== Exercise ==
Determine how many lines of the listing contain the string "mesh", treating uppercase and lowercase letters as distinct. Give only the number.

***** Data to process

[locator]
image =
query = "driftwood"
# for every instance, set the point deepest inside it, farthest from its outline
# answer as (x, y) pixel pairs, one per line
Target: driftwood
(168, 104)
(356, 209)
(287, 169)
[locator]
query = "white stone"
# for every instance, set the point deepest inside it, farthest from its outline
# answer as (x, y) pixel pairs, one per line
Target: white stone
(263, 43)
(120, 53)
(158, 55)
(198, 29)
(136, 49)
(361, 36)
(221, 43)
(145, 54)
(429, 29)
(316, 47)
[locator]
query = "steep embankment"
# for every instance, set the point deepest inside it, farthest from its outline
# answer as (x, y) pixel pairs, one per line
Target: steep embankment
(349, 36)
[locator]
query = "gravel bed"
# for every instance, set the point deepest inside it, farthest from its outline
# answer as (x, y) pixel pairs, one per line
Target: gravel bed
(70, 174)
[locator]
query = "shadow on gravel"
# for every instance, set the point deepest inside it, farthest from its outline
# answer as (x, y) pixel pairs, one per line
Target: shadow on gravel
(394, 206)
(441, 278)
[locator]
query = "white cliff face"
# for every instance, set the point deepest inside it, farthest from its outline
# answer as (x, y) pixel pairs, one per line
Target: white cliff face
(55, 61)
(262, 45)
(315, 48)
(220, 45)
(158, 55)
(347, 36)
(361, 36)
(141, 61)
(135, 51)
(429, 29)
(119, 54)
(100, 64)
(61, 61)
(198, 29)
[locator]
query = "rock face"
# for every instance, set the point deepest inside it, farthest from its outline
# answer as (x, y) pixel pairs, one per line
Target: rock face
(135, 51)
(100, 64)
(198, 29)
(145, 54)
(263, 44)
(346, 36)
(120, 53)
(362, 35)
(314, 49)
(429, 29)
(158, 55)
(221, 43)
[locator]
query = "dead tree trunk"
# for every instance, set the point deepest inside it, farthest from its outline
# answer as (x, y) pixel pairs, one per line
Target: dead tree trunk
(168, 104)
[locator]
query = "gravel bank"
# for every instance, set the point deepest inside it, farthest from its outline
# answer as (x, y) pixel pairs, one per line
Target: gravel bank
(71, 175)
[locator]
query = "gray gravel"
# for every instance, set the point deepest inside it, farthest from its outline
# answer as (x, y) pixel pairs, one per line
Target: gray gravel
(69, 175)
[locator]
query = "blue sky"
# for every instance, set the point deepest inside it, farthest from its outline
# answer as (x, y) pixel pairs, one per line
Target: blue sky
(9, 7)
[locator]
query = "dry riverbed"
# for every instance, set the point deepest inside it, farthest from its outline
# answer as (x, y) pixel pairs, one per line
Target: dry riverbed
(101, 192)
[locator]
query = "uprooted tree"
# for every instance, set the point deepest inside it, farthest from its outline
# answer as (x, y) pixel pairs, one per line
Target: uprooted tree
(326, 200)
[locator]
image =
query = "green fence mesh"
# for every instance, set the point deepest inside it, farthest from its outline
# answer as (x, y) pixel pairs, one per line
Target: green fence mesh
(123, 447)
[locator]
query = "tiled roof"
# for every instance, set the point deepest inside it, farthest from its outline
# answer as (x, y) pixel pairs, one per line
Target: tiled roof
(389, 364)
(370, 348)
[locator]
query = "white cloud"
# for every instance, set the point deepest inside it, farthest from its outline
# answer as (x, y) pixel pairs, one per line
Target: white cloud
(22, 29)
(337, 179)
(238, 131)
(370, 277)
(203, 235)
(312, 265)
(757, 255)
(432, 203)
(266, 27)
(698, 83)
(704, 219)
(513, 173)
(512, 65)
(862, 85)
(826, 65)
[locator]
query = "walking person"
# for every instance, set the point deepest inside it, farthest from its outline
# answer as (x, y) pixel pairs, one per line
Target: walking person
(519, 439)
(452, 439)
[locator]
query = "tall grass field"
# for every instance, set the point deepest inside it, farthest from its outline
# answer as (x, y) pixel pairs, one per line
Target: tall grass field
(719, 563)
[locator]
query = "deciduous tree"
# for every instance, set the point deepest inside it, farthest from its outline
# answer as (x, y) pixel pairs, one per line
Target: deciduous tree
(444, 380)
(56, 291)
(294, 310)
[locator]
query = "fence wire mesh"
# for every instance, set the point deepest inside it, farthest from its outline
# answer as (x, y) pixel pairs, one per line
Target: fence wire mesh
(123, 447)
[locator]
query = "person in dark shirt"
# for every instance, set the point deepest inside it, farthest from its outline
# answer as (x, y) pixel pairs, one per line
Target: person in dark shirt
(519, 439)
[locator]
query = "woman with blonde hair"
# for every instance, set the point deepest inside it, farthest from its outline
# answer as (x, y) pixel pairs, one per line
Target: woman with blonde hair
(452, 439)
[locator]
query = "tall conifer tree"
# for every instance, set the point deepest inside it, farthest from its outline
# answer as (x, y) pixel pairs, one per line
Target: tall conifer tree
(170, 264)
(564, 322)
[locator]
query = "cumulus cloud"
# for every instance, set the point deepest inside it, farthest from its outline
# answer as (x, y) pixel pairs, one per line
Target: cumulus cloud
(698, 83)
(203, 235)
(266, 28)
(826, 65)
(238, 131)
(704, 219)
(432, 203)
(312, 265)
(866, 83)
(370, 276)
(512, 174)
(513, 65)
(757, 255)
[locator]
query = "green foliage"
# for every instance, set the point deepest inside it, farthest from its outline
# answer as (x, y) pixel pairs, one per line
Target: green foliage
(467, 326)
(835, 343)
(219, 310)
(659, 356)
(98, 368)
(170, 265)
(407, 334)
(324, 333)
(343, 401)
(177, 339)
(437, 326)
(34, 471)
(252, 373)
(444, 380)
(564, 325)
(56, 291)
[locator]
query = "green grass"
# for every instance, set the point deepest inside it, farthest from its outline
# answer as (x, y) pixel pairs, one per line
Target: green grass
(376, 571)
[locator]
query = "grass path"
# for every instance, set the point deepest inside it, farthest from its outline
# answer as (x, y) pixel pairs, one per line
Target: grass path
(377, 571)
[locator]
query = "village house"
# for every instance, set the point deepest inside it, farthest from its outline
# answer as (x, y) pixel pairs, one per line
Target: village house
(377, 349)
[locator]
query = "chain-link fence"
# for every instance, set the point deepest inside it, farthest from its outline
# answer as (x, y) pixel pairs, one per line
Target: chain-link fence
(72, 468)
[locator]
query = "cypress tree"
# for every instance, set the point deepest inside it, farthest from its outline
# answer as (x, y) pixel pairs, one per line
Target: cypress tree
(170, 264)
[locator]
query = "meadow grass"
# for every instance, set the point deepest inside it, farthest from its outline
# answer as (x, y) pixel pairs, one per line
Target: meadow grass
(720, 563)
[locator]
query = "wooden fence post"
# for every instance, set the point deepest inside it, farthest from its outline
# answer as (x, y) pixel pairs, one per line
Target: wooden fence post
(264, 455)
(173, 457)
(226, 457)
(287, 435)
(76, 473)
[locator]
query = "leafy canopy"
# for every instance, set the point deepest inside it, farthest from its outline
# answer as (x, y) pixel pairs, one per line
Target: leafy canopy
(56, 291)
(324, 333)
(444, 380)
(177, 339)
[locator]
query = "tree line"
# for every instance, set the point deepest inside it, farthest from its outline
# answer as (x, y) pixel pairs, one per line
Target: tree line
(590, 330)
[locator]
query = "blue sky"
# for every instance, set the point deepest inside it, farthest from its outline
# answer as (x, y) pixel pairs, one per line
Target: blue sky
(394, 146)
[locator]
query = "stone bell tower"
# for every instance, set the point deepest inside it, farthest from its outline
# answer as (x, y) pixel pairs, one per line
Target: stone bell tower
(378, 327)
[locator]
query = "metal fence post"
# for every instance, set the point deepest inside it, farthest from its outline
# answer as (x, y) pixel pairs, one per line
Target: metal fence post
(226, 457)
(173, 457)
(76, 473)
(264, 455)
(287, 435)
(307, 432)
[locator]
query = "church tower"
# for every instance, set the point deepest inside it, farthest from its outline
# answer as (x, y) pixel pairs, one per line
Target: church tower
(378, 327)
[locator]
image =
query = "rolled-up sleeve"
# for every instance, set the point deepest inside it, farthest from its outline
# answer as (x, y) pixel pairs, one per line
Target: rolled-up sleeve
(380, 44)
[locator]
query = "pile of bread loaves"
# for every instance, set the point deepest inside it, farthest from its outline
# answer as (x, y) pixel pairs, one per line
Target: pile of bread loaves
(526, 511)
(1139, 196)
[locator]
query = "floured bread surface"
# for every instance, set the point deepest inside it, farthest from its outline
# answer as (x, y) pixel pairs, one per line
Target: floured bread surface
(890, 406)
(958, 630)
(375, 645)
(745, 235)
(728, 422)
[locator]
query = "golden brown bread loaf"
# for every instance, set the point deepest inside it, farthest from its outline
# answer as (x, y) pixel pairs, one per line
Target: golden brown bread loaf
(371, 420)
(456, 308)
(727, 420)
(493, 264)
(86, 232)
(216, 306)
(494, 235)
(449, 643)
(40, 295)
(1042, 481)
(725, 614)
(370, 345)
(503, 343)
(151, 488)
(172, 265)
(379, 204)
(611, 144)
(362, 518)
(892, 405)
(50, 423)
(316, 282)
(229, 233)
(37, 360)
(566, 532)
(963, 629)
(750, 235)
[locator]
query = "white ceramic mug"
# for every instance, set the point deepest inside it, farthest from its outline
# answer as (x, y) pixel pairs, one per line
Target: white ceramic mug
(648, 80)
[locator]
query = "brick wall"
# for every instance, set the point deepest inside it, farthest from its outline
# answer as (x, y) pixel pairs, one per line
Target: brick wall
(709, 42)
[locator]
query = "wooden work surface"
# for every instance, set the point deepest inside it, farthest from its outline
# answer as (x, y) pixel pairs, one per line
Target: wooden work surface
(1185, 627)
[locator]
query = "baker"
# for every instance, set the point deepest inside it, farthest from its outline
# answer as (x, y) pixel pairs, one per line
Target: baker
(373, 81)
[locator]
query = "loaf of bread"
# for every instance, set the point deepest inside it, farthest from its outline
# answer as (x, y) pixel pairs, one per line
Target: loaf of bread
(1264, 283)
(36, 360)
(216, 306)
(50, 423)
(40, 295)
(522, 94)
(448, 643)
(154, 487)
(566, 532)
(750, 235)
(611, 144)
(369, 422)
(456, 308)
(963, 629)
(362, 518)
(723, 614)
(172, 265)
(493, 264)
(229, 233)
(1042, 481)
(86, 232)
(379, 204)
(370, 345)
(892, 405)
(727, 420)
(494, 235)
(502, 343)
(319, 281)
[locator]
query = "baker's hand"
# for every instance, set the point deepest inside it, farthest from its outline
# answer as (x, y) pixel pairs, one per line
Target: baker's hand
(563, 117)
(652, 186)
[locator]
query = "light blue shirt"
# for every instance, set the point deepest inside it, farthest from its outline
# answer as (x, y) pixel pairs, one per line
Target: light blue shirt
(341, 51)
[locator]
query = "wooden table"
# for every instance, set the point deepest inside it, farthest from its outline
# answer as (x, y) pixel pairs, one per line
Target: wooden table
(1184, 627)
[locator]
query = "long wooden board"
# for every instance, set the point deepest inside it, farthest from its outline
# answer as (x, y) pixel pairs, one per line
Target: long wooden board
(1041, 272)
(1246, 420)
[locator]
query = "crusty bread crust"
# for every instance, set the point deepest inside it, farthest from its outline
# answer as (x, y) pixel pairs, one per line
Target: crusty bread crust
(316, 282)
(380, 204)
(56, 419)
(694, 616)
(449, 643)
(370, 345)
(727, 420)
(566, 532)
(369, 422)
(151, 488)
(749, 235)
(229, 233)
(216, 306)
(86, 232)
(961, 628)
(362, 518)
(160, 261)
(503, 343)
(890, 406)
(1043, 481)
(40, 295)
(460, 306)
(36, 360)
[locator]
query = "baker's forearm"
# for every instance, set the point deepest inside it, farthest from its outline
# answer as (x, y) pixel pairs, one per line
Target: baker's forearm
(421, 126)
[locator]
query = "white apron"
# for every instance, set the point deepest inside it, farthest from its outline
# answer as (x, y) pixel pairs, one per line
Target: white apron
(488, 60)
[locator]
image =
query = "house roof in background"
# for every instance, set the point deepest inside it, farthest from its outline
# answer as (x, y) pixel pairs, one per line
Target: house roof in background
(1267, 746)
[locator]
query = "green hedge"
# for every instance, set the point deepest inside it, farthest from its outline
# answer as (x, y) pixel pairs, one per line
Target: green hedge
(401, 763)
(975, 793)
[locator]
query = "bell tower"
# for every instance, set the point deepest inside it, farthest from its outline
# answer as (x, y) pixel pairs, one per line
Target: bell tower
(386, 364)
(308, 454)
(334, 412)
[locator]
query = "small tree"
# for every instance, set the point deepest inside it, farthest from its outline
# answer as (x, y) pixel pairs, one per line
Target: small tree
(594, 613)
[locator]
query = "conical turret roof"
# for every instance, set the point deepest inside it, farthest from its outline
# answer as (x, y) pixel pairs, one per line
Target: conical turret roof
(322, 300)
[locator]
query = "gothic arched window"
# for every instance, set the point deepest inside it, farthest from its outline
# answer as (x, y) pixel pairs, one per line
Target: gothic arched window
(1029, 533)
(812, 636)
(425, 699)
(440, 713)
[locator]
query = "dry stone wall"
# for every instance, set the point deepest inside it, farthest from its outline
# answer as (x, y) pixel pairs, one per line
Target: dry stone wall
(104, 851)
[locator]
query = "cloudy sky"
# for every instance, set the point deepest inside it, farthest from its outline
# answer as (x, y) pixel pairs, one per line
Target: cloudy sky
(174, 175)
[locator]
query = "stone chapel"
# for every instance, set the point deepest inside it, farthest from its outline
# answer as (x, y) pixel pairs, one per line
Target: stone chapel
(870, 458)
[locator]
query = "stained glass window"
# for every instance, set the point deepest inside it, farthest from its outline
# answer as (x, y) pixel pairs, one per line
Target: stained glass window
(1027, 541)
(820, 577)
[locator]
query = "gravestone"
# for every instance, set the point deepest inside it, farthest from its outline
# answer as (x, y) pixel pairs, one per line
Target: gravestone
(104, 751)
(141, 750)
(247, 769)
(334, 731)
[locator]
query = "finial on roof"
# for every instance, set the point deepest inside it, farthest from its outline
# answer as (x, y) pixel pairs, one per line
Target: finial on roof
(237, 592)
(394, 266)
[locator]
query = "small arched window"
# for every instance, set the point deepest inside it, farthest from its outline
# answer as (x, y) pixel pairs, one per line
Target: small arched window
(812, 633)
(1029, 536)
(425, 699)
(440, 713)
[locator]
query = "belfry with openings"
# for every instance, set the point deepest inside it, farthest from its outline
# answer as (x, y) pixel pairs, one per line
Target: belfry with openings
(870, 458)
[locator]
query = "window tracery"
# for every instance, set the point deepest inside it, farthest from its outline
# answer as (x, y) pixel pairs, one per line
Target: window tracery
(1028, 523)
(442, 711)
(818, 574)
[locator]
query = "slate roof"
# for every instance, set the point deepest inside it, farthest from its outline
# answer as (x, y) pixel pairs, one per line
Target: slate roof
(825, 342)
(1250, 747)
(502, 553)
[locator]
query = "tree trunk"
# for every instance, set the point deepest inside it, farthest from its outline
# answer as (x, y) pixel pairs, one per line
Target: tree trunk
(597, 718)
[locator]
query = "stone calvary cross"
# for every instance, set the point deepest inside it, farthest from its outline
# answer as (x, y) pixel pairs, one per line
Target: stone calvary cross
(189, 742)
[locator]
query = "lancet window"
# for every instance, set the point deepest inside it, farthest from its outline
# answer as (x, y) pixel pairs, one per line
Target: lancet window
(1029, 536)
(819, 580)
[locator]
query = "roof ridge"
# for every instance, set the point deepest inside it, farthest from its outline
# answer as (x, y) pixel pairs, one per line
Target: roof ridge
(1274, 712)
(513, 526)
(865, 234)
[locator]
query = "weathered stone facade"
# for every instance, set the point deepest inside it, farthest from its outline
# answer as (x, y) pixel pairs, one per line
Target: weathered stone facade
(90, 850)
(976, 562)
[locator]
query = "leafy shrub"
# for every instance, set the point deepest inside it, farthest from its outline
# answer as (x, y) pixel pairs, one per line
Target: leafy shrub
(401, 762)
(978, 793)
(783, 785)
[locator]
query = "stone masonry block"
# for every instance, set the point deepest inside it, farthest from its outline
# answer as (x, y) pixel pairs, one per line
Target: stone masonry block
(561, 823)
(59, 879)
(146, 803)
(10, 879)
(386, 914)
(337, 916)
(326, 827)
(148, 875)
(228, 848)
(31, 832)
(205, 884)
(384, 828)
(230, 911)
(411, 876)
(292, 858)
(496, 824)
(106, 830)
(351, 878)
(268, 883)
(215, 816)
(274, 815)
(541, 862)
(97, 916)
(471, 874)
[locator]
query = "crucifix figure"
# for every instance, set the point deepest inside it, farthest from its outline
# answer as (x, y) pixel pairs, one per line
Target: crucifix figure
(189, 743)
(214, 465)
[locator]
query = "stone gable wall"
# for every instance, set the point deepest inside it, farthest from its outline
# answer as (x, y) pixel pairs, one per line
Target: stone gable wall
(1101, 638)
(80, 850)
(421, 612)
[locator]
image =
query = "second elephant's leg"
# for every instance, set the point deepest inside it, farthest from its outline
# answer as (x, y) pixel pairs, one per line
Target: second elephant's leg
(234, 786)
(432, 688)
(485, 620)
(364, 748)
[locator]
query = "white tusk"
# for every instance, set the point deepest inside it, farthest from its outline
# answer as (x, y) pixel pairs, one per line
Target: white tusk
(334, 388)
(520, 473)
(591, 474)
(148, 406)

**********

== Result of this exercise ==
4